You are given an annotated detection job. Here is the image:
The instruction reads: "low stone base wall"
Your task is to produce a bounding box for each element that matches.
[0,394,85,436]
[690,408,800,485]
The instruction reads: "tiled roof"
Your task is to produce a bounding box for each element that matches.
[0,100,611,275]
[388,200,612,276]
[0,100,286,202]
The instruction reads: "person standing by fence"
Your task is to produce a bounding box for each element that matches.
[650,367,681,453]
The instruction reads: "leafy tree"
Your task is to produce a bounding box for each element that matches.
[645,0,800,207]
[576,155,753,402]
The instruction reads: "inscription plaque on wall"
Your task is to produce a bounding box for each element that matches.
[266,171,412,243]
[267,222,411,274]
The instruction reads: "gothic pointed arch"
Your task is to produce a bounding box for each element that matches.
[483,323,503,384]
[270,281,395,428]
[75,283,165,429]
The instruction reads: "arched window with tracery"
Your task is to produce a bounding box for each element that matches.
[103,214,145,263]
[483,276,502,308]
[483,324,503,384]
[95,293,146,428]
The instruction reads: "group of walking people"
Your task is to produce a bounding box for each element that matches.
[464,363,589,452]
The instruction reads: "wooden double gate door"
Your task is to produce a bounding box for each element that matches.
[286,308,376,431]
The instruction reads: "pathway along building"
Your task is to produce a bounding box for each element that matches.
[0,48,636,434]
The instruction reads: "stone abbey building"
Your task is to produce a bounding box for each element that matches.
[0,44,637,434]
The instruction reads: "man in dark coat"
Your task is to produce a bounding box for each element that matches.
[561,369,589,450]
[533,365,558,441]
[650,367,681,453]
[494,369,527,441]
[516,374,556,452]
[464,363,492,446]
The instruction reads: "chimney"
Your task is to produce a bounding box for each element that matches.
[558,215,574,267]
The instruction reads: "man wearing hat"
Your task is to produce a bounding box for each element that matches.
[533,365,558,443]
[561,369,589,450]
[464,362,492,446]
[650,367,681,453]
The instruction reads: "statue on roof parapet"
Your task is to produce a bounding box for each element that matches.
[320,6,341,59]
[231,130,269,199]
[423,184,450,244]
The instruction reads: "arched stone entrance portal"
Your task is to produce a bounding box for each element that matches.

-*-*-

# WHAT THE EXERCISE ASKS:
Reproduce all of the lines above word for word, from the first through the last.

# SOLUTION TO THE EXERCISE:
You are given an annotated detection job. Here is the image:
The instruction reads: "low stone base wall"
Your task is to produce a bounding box for each element that matches.
[0,394,85,436]
[690,408,800,485]
The instruction reads: "tiled roof"
Your task is to produce a bounding box for each element that matches.
[0,100,611,275]
[388,200,612,276]
[0,100,286,202]
The instruction reads: "person standing by fence"
Your task is to produce a bounding box for each element that matches.
[650,367,681,453]
The instruction reads: "leafy tree"
Your task is to produce a bounding box for each element that matches.
[645,0,800,207]
[576,155,753,402]
The instruction reads: "inscription plaque on wall"
Your task is to produce a bounding box for each element that matches.
[266,171,412,243]
[267,222,411,274]
The instruction reads: "gothic pointed arch"
Your task is to produce a bounding box for each element that matches.
[483,323,503,384]
[270,281,395,428]
[75,283,165,429]
The instruction reads: "arched window with tracery"
Your task is to produce a bounding box for each element that matches.
[103,214,145,263]
[483,276,502,308]
[483,324,503,384]
[95,293,146,428]
The instruction reads: "group of walking people"
Your task is to produce a bounding box for each element that matches.
[464,363,589,452]
The instruction reads: "wooden double gate door"
Your task is to produce a bounding box for each element that matches.
[286,308,376,431]
The instruction reads: "pathway along building"
Your task is to produce a bounding box for each element that matches.
[0,48,636,434]
The instruction reads: "stone abbey building"
Your task is to produce a bounding box for each element that matches.
[0,44,637,434]
The instruction reads: "man in dark coat"
Your task is to produce a bounding box for each element that matches.
[561,369,589,450]
[533,365,558,441]
[650,367,681,453]
[494,369,527,441]
[516,374,556,452]
[464,363,492,446]
The instruction reads: "chimney"
Your task is to produce a bounding box for each element that matches.
[558,215,574,267]
The instruction reads: "man wearing hat"
Your task is to produce a bounding box for each element that matches.
[533,365,558,443]
[561,369,589,450]
[464,362,492,446]
[650,367,681,453]
The instruction reads: "statue on roof parapet"
Your task is to produce a bounding box for each element that matches.
[320,6,341,59]
[231,130,269,199]
[423,184,450,244]
The instruction reads: "arched stone entrance portal"
Your task is to produce a bounding box for each element that matches.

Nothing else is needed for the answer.